■ **Instructions to follow**: Please copy every line of the data below, requests included, and shift each x and y coordinate in the answers up by 131. Leave the pictures out.

■ **Recorded information**:
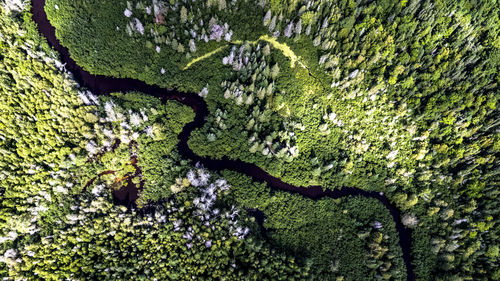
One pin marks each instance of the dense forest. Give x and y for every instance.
(399, 98)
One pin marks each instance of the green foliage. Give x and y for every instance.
(352, 238)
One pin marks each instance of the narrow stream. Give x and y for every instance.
(102, 85)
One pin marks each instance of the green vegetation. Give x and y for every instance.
(352, 238)
(399, 97)
(57, 216)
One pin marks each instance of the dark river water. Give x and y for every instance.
(102, 85)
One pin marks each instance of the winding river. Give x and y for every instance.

■ **Output of the exercise**:
One pin marks each instance of the dense forest. Give x and y for every instance.
(530, 229)
One pin marks each instance of the green foliage. Give x and y for every instance.
(483, 369)
One pin marks each instance of the narrow stream. Give x and y for every instance.
(233, 216)
One pin marks each instance of the green vegetation. Give x and y for every instance.
(483, 369)
(530, 228)
(188, 347)
One pin marks each instance of the dark river water. Give x and y for every instance.
(233, 216)
One pin marks each instance of the winding river. Give x and y for every instance.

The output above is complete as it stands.